▶ _Task requirements_
Could every line of the data be printed exactly as it reads?

▶ _Record list_
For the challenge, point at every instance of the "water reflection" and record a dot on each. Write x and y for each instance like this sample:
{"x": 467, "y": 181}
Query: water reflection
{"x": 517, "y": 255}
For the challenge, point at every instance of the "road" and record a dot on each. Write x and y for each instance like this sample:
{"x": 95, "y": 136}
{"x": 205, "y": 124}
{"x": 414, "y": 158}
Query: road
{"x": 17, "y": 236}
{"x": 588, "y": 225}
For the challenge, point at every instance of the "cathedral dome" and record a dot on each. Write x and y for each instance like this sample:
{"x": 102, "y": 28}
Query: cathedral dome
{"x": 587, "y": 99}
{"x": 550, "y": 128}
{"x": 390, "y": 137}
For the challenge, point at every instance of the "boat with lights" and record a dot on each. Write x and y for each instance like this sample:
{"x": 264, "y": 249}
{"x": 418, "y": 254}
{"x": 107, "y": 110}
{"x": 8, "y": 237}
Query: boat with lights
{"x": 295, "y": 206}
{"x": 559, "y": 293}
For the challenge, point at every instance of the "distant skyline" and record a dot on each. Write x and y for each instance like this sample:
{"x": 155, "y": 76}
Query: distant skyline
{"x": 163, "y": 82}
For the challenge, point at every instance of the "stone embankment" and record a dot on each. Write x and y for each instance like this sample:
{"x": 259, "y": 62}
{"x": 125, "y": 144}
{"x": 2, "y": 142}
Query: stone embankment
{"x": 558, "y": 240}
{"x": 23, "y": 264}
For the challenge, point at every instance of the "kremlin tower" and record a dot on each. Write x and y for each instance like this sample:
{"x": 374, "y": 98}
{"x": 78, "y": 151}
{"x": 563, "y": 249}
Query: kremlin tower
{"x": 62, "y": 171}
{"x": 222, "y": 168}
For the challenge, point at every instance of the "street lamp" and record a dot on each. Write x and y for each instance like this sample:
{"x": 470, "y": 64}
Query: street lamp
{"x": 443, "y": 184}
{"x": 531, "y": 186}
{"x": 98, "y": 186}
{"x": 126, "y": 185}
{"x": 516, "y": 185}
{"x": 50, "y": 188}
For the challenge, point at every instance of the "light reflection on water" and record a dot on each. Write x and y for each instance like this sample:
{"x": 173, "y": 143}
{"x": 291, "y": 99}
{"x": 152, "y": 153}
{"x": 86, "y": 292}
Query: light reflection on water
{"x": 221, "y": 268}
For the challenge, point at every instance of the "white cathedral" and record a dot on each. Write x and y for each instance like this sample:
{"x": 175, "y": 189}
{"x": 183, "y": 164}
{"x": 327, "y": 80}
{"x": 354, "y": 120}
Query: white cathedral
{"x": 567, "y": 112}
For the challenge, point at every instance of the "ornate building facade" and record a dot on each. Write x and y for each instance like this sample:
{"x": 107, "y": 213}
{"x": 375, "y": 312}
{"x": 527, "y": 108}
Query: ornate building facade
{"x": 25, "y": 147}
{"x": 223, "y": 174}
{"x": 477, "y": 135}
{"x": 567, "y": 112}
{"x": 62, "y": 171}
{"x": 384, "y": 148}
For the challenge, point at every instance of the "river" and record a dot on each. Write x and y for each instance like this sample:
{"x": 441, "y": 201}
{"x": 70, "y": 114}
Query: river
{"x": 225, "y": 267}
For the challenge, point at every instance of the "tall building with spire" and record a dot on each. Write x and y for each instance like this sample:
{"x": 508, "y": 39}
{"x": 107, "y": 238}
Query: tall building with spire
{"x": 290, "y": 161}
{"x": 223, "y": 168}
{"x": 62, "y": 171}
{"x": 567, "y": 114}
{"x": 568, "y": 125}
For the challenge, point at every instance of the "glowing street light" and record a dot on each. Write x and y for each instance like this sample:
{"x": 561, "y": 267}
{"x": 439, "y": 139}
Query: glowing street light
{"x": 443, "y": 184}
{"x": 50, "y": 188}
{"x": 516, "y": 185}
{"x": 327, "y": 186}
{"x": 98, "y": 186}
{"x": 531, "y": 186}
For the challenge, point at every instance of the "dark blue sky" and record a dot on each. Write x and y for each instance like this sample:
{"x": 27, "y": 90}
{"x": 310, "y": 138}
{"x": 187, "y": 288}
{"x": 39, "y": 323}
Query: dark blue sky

▶ _Result of this exercise_
For the challenge, point at every instance of the "water reflection" and record a dot on each. Write x and y for each instance like this sample:
{"x": 467, "y": 181}
Query: water reflection
{"x": 517, "y": 255}
For the challenge, point at every instance of the "road" and record a dot on each. Write x and y for each instance like this sample:
{"x": 95, "y": 136}
{"x": 205, "y": 124}
{"x": 414, "y": 158}
Query: road
{"x": 17, "y": 236}
{"x": 588, "y": 225}
For the challenge, point at every instance of the "cathedral dome" and record a dot on each. Write x and y for each instance like this sample:
{"x": 102, "y": 28}
Query: cathedral dome
{"x": 587, "y": 99}
{"x": 550, "y": 128}
{"x": 390, "y": 137}
For the challenge, point at every instance of the "boat with lights" and record a dot on each. Write x and y for each instance like this sample:
{"x": 264, "y": 249}
{"x": 418, "y": 254}
{"x": 107, "y": 110}
{"x": 8, "y": 237}
Query: boat with lights
{"x": 295, "y": 206}
{"x": 559, "y": 293}
For the challenge, point at every instance of the "distant skyline" and record a dot on each. Write x and y for each instance like this sample:
{"x": 155, "y": 76}
Query: distant skyline
{"x": 163, "y": 82}
For the challenge, point at every instance of the "stone embankment" and record a dot on each. Write x and y for each instance like this sample:
{"x": 259, "y": 62}
{"x": 125, "y": 144}
{"x": 2, "y": 142}
Query: stone embankment
{"x": 558, "y": 240}
{"x": 23, "y": 264}
For the challenge, point at every instance of the "kremlin tower" and record a dot on each. Write x and y for each instance like this sample:
{"x": 374, "y": 98}
{"x": 78, "y": 151}
{"x": 563, "y": 249}
Query: kremlin tower
{"x": 62, "y": 171}
{"x": 222, "y": 168}
For the challenge, point at every instance of the "street lamp" and record a dot on each. Write x and y for each instance like this sample:
{"x": 470, "y": 64}
Query: street lamp
{"x": 443, "y": 184}
{"x": 531, "y": 186}
{"x": 98, "y": 186}
{"x": 126, "y": 185}
{"x": 516, "y": 185}
{"x": 50, "y": 188}
For the challenge, point at every instance of the "light reflection on water" and record a dot on each. Write x and y for each instance like this sample:
{"x": 173, "y": 143}
{"x": 291, "y": 99}
{"x": 152, "y": 153}
{"x": 86, "y": 292}
Query: light reflection on water
{"x": 221, "y": 268}
For the challenge, point at every instance of the "white cathedral" and record a dot on each. Write x and y for each instance like this sample:
{"x": 175, "y": 189}
{"x": 183, "y": 164}
{"x": 327, "y": 80}
{"x": 354, "y": 120}
Query: white cathedral
{"x": 567, "y": 112}
For the challenge, point at every instance of the "ornate building facade" and record a dot on each. Write x and y for each instance like this sample:
{"x": 107, "y": 213}
{"x": 375, "y": 312}
{"x": 527, "y": 108}
Query: ornate building facade
{"x": 25, "y": 147}
{"x": 223, "y": 174}
{"x": 477, "y": 135}
{"x": 567, "y": 112}
{"x": 62, "y": 171}
{"x": 384, "y": 148}
For the challenge, point at every instance of the "river" and record a dot on each. Write x and y for each instance like this sample:
{"x": 441, "y": 201}
{"x": 70, "y": 114}
Query: river
{"x": 225, "y": 267}
For the challenge, point at every instance of the "tall building with spire" and record a dot on each. Write x and y for each instance like this sample:
{"x": 508, "y": 39}
{"x": 107, "y": 238}
Query: tall building with spire
{"x": 290, "y": 161}
{"x": 223, "y": 168}
{"x": 62, "y": 171}
{"x": 567, "y": 114}
{"x": 568, "y": 125}
For the challenge, point at every instance of the "glowing street light" and record a dot on each. Write x and y for each instance like this sample:
{"x": 561, "y": 267}
{"x": 439, "y": 139}
Query: glowing street light
{"x": 443, "y": 184}
{"x": 50, "y": 188}
{"x": 516, "y": 185}
{"x": 327, "y": 186}
{"x": 98, "y": 186}
{"x": 531, "y": 186}
For the challenge, point at every instance of the "dark blue sky" and record a dot on each. Write x and y for each instance like this sample:
{"x": 27, "y": 90}
{"x": 310, "y": 138}
{"x": 187, "y": 288}
{"x": 39, "y": 323}
Query: dark blue sky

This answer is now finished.